====== Provided records ======

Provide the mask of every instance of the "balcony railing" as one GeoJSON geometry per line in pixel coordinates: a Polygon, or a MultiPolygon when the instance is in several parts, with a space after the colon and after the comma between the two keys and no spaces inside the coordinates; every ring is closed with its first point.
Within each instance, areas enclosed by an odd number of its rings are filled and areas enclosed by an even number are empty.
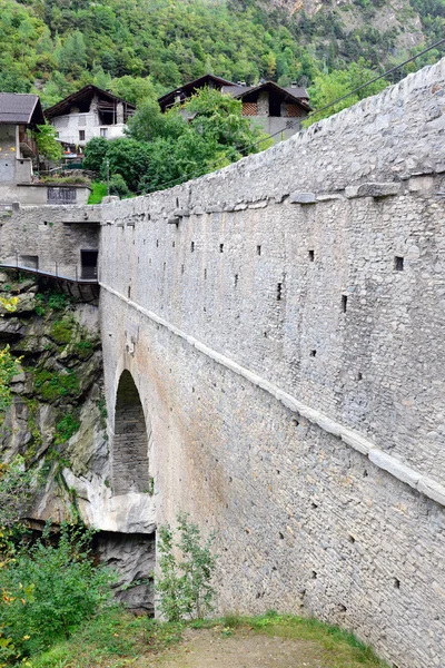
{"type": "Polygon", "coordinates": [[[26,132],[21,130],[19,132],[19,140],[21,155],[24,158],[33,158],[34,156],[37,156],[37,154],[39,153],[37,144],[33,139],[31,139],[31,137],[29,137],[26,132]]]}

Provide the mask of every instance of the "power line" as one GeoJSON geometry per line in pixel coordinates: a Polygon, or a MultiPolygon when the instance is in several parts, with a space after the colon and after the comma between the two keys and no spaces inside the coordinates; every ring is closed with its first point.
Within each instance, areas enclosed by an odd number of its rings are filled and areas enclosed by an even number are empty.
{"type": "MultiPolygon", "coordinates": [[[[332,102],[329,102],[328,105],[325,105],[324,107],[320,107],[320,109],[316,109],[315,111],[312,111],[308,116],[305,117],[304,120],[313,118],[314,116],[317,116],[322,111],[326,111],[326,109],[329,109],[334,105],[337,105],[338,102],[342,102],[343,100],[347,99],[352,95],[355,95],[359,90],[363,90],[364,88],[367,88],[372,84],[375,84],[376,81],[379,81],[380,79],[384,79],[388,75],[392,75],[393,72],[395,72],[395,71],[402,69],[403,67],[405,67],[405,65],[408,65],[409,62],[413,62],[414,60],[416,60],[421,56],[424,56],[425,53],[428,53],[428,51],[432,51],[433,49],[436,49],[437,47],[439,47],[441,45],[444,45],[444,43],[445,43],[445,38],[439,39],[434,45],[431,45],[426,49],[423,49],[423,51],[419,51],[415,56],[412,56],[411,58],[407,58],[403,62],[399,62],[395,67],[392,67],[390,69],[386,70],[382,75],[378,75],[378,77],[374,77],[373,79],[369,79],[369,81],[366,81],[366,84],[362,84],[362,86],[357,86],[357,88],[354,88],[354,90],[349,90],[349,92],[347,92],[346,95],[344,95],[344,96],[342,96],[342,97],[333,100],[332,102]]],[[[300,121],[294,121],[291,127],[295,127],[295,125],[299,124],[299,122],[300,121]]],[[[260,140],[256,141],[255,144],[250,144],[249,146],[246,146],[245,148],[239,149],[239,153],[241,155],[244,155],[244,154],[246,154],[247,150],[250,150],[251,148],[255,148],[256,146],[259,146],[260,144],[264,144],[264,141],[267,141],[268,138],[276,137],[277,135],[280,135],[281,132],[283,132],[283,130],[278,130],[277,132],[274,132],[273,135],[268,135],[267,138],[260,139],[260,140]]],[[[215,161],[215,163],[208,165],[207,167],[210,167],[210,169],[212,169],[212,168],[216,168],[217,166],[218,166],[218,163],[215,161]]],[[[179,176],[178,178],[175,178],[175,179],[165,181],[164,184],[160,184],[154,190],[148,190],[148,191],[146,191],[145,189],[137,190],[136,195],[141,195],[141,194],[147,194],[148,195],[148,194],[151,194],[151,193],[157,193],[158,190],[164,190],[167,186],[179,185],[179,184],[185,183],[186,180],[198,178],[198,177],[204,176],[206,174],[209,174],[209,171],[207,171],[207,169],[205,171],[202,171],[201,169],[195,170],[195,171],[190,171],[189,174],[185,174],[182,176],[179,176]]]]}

======

Identify every line in the entries above that contains the string "inside", and copy each of those lines in full.

Provide the mask of every instance of the "balcony railing" as one GeoJSON geometry per line in pixel coordinates: a Polygon, or a MultiPolygon when the instance is in several parts, with a space after the colon and after the comma between the two keys and no spaces inside the coordinates; every ring is closed with its first point.
Provide the mask of every instance of the "power line" as one GeoJSON geometry per line in pixel coordinates: a Polygon, or a MultiPolygon when the instance is in several parts, with a space after the colon and after the comma between the two keys and no spaces inside the coordinates; every ring is closed with its first point.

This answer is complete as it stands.